▶ **Objectif de la tâche**: Selon l'extrait de page, sur quoi la féodalité s'est-elle naturellement fondée ?

▶ **Extrait de page**:
De nouvelles féodalités ont émergé dans la sphère d’influence russe, qui entrent en conflit avec les principes occidentaux de démocratie et de liberté religieuse.
Là où est l’argent, là est le pouvoir. L’expression est cynique mais réaliste au regard de l’histoire. En Occident, les systèmes féodaux mis en place avec l’avènement des monarchies ont concentré l’attribution du pouvoir entre les mains de rois et de quelques grandes familles.
La féodalité était terrienne
Pour régner sur leurs territoires et en récolter notamment l’argent d’impôts suffisants pour gérer l’économie, lever des armées et défendre les frontières, il fallait au monarque nommer autant de comtes, de marquis ou de barons que la géographie l’exigeait. C’était alors une manière de décentraliser le pouvoir et de laisser une marge de manœuvre aux Grands du royaume, dont la fidélité aurait pu varier en fonction de leur puissance ou de l’attraction d’un pays voisin. Le souverain tenait l’État par ses duchés, comtés ou baronnies, qui faisaient leur affaire de gérer le peuple et d’en extraire les taxes en échange d’une paix durable et d’une vie possible.
Bien sûr caricaturale, cette vision est néanmoins exacte sur un point : avec une population essentiellement rurale, la richesse est dans la terre et la féodalité s’est donc naturellement fondée sur la géographie.

▶ **Jeu de données**:
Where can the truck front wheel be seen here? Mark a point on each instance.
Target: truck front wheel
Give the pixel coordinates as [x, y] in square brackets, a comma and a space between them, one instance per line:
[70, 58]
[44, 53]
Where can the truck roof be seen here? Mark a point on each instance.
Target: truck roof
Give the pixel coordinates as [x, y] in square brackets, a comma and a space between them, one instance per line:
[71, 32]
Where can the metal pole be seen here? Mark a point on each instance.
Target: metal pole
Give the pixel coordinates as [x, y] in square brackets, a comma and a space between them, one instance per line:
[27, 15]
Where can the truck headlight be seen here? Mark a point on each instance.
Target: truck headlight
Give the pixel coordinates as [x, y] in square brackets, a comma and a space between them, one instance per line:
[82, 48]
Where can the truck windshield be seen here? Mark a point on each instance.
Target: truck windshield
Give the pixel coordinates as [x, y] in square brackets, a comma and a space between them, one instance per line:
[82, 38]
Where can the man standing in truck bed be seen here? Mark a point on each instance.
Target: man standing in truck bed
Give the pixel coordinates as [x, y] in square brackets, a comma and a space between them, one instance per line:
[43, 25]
...
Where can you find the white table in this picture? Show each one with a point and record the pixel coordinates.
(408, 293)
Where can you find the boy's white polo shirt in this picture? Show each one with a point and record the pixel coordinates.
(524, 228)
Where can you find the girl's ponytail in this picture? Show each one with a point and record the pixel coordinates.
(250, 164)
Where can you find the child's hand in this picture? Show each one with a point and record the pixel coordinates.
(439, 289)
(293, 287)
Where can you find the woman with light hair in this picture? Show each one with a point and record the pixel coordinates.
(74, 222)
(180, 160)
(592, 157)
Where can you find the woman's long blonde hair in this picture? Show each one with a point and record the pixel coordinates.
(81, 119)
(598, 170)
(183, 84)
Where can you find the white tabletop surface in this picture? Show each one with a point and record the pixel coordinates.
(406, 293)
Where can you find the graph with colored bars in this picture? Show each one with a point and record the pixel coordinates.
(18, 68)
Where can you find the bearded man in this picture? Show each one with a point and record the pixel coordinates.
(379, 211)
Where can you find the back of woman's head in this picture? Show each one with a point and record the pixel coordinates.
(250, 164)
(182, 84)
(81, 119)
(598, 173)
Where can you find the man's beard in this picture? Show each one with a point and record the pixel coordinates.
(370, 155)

▶ **Solution de la tâche**: Elle s'est naturellement fondée sur la géographie.